To do:
Please print the data below line for line, changing nothing.

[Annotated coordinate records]
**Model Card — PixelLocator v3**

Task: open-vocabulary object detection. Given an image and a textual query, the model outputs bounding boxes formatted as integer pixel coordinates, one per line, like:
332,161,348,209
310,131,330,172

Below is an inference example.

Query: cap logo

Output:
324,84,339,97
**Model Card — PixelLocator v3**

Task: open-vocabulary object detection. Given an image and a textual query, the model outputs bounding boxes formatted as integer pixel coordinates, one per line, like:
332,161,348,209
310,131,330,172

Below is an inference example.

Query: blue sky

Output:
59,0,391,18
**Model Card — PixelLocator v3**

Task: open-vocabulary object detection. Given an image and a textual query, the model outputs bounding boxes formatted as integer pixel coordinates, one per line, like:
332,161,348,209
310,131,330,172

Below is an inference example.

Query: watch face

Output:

Solution to the exercise:
**Model Card — PixelLocator v3**

Task: open-vocabulary object detection. Given an image and a textual query, the model outputs bounding boxes formatted as integer pixel coordinates, one per line, like:
332,161,348,209
310,131,330,172

Below is an inference example.

Query: cap logo

Output:
324,84,339,97
**Model Card — PixelLocator v3**

Task: open-vocabulary object detection. Given an image and a textual query, the model outputs bounding boxes formatted as integer pixel coordinates, one per line, like:
332,161,348,209
310,131,330,172

Below is an inference example.

Query: blue sky

Output:
59,0,391,18
**Model Card — PixelLocator v3**

Task: open-vocabulary object detection. Given an image and a textual query, the model outputs bounding boxes formatted as integer pixel coordinates, one per line, like:
332,161,348,209
310,131,330,172

Below is an inference example.

Query: watch face

Output:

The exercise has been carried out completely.